» **Exercise**: Only the lines below between the ones containing "Target: paving stone" and "Report the position of every instance of the wispy", inclusive, are to be reproduced, each exactly as it stands.

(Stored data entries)
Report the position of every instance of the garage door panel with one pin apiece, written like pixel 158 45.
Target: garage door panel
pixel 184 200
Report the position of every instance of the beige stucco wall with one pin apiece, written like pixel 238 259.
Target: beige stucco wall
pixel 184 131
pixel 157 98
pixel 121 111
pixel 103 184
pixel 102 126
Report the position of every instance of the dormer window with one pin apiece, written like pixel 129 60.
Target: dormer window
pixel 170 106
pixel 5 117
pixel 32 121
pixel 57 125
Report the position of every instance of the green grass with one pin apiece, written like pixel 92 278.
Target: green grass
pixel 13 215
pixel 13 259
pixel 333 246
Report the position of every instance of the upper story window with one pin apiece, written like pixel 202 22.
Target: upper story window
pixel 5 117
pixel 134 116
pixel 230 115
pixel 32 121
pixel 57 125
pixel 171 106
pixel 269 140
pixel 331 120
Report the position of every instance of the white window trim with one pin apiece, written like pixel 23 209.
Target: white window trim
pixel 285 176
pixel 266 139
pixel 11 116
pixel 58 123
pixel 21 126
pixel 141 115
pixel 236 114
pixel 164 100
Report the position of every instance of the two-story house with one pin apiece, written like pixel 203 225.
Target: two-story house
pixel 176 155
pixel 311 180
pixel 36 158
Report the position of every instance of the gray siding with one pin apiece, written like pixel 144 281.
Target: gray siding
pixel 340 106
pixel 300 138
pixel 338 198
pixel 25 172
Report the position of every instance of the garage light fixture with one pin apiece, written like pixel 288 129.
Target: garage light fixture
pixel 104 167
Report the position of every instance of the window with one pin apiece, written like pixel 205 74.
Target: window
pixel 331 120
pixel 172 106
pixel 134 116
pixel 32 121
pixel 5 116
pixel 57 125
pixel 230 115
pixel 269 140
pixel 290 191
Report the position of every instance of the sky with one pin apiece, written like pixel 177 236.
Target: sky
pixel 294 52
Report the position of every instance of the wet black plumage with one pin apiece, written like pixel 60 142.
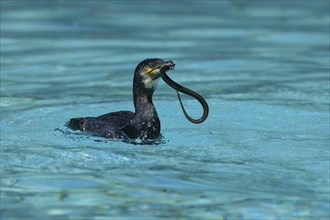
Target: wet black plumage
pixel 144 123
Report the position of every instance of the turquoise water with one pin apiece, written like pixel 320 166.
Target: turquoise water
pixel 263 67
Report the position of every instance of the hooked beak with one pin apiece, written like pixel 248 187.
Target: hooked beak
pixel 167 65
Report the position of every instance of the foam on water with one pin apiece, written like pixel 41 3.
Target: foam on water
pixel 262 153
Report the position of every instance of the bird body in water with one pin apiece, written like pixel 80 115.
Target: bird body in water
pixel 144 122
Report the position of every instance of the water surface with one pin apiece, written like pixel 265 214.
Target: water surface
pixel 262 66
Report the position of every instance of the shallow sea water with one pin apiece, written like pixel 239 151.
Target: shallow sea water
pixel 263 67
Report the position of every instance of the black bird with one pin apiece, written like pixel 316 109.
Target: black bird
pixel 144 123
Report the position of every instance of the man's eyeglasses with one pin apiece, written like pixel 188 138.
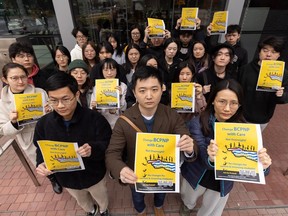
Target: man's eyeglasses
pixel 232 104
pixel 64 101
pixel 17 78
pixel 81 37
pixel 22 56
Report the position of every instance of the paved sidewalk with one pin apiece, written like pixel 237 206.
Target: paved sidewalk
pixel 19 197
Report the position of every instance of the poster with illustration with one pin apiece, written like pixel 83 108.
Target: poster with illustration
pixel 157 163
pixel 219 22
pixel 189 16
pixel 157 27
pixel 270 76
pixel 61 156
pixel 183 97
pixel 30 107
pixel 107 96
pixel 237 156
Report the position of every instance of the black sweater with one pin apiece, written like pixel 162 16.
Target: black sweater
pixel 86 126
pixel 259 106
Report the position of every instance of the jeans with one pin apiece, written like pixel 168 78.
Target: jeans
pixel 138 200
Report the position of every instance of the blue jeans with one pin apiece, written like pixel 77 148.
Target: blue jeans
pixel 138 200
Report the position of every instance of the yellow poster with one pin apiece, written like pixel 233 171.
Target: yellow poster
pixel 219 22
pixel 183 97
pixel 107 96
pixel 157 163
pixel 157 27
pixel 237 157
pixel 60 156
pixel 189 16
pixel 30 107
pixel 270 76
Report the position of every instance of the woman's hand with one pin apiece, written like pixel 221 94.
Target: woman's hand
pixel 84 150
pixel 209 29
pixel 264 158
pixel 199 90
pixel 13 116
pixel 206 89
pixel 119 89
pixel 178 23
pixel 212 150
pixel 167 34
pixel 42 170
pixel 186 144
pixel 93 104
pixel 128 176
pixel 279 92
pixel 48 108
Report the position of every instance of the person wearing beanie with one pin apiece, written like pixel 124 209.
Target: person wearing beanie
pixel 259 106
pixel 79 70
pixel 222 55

==

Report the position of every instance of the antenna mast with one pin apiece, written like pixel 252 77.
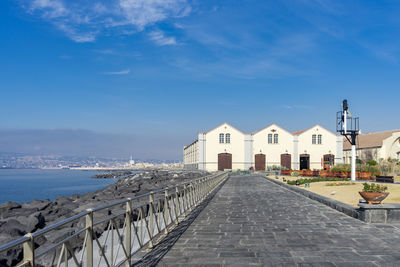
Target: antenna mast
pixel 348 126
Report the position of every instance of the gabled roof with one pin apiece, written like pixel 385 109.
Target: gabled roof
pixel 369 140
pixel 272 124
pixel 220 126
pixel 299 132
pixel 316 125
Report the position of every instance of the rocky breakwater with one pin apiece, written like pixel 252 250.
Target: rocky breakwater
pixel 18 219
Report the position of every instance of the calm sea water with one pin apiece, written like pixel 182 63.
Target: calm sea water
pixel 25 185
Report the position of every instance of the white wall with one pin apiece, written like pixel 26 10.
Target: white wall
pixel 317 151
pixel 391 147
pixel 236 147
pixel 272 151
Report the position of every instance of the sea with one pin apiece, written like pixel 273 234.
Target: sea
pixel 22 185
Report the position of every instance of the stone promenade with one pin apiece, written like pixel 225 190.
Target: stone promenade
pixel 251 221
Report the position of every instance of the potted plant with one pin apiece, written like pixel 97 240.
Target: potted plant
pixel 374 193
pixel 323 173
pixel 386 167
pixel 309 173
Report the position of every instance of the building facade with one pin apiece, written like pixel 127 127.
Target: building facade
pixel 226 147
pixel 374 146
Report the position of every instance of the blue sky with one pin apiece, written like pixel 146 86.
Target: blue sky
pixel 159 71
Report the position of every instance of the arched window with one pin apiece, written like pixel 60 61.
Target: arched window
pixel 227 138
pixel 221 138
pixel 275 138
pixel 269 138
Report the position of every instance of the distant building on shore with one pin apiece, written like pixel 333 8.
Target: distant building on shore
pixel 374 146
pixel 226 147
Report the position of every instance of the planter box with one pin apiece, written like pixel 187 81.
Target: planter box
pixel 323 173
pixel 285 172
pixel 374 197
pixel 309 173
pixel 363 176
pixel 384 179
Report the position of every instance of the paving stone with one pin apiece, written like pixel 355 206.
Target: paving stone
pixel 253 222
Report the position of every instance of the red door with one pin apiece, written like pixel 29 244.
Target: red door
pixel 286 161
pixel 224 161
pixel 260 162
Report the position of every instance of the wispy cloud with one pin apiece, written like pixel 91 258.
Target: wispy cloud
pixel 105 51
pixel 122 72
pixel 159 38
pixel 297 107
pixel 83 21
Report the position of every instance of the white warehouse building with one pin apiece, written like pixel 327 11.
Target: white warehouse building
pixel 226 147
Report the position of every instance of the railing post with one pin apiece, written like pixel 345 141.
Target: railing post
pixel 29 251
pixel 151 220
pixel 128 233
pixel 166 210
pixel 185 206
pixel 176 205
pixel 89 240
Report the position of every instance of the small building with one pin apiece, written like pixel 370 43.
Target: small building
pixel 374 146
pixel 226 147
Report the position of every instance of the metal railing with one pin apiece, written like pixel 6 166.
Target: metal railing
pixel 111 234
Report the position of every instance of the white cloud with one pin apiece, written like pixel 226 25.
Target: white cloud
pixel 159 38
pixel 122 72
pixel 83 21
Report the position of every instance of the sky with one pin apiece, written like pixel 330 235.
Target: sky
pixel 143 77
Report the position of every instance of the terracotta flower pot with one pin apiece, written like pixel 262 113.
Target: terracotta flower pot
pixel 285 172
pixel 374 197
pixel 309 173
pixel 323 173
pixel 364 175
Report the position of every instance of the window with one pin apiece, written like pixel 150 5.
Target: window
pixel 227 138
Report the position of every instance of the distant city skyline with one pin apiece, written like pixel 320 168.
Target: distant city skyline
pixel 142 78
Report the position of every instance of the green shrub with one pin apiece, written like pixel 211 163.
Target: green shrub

» **Problem solution**:
Target: paving stone
pixel 253 222
Report the position of every instance of the red door with one pin apiece, written like pixel 29 244.
Target: red door
pixel 286 161
pixel 224 161
pixel 260 162
Report the position of every instance of the wispy cloud with one pin apiece, written like pixel 91 258.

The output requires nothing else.